__Exercise__. In the entries below, the word "Given" appears on some lines. Copy each of those lines.

(Dataset entries)

Segment Open

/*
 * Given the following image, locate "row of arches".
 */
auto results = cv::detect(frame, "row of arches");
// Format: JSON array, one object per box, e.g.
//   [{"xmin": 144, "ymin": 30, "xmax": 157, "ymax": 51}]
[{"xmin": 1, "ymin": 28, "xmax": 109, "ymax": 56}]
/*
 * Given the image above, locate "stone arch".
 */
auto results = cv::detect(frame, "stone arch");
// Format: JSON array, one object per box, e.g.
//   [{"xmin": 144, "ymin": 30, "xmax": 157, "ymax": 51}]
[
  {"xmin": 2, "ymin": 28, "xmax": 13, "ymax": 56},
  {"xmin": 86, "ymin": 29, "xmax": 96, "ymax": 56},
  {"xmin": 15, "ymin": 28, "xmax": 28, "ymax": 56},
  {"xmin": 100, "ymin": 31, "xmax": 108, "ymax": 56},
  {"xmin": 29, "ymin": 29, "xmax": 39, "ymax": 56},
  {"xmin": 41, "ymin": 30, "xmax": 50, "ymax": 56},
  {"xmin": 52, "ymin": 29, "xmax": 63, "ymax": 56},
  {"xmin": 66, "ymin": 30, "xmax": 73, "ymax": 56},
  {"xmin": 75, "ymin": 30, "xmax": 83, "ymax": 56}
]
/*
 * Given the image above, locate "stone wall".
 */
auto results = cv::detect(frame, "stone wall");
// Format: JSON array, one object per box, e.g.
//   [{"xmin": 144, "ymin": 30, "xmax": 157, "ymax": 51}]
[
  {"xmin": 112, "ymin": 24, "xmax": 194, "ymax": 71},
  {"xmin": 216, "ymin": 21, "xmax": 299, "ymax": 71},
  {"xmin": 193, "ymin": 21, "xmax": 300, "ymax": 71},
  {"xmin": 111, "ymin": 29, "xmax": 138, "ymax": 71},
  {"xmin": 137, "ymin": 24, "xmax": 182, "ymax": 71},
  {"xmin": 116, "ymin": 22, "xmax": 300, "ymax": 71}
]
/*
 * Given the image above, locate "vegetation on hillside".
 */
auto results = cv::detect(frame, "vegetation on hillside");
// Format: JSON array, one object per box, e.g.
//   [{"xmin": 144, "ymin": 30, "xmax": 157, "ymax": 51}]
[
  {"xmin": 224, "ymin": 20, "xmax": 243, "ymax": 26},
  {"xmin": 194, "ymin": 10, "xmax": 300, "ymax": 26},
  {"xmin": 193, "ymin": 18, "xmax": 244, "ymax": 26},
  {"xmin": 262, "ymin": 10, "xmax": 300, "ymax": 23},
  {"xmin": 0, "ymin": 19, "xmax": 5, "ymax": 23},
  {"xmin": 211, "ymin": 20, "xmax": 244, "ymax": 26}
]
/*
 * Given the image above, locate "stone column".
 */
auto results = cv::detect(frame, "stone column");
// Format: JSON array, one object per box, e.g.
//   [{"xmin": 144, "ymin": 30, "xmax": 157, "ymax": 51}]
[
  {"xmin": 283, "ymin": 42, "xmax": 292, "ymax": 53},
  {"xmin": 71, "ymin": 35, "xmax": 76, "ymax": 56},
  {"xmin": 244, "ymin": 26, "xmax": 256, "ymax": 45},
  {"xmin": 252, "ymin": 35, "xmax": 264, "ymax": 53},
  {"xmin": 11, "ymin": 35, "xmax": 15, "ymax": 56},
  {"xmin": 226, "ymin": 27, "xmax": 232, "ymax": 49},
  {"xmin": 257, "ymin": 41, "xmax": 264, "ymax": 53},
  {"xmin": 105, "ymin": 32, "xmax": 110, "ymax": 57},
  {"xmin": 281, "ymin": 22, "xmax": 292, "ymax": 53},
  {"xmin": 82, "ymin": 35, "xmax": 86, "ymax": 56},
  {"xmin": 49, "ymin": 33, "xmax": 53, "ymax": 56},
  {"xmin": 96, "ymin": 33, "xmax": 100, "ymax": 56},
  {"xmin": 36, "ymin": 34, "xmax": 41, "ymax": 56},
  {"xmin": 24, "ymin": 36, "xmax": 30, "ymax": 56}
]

Segment Closed

__Output of the task__.
 * Given the following image, locate "row of arches".
 * Given the image above, locate "stone arch".
 * Given the image above, locate "stone wall".
 * Given the image above, locate "vegetation on hillside".
 * Given the image above, locate "stone column".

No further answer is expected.